Copy every line of the material below word for word.
------------
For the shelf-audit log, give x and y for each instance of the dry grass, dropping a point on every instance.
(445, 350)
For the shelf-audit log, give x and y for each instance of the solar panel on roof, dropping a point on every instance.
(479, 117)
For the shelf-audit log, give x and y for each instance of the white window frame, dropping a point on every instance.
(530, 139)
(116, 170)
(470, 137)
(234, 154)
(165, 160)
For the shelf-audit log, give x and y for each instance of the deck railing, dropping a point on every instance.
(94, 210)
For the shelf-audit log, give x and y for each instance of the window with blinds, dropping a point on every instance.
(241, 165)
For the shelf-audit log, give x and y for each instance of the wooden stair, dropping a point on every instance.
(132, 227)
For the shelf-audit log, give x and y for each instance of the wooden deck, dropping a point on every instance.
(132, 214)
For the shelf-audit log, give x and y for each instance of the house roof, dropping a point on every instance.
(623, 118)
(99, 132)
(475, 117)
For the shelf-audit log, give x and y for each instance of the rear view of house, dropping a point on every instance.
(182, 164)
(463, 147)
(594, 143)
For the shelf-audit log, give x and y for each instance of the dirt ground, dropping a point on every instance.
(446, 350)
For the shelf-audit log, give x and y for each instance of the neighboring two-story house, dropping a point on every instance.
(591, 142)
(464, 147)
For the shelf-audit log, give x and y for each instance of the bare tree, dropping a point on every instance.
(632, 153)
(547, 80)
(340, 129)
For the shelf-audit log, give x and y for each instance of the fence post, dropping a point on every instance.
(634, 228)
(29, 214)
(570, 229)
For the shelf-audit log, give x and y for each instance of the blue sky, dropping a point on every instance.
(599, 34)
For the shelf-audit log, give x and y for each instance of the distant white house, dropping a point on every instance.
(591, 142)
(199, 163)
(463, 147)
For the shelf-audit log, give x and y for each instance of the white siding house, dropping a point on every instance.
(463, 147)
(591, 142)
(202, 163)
------------
### [Output for this task]
For the shelf-audit log, give x and y for each instance of the dry grass, dropping a point on every instance.
(445, 350)
For the shelf-audit log, give x and y for each instance of the solar panel on roof, dropping a point on every instance.
(479, 117)
For the shelf-audit log, give x and y for each instance of the white window frame, dropping a point on every instance.
(530, 139)
(116, 170)
(470, 137)
(234, 154)
(165, 160)
For the shelf-audit log, give x and y for each instance of the deck railing, dropping a point on every instance.
(94, 210)
For the shelf-audit log, give x and y for each instance of the window with blinds, dropping a point on every instance.
(241, 165)
For the shelf-audit log, give x and y for each instance of the wooden stair, dropping a point on every instance.
(132, 227)
For the shelf-audit log, give x and y for each instance of the wooden deck, dropping a point on every instance.
(132, 214)
For the shelf-audit log, give x and y for each instance of the house roof, dropping a point on every instance.
(623, 118)
(99, 132)
(475, 117)
For the shelf-audit log, give x and y for each instance of the rear view of house, dropping a point on every instance.
(182, 164)
(463, 147)
(594, 143)
For the shelf-audit log, give x and y for each instance of the dirt ground, dropping a point on every instance.
(446, 350)
For the shelf-audit log, give x and y for each instance of the neighboring two-story house, dropping a point on every instance.
(591, 142)
(464, 147)
For the shelf-audit log, give x and y for each instance of the bare tree, dropping a point on every instance.
(632, 153)
(547, 80)
(340, 129)
For the shelf-audit log, give x and y for each instance of the fence post, dropping a point on every instance.
(634, 228)
(29, 214)
(570, 229)
For the shelf-audit log, give x and y for each instance of the blue sky, dropping a point on every instance.
(599, 34)
For the shelf-audit log, give x and y for each instance of the distant white house, dropping a point on every instance.
(591, 142)
(199, 163)
(463, 147)
For the shelf-audit log, give x and y for each instance of the white siding house, dropping a point on every instance.
(463, 147)
(591, 142)
(202, 163)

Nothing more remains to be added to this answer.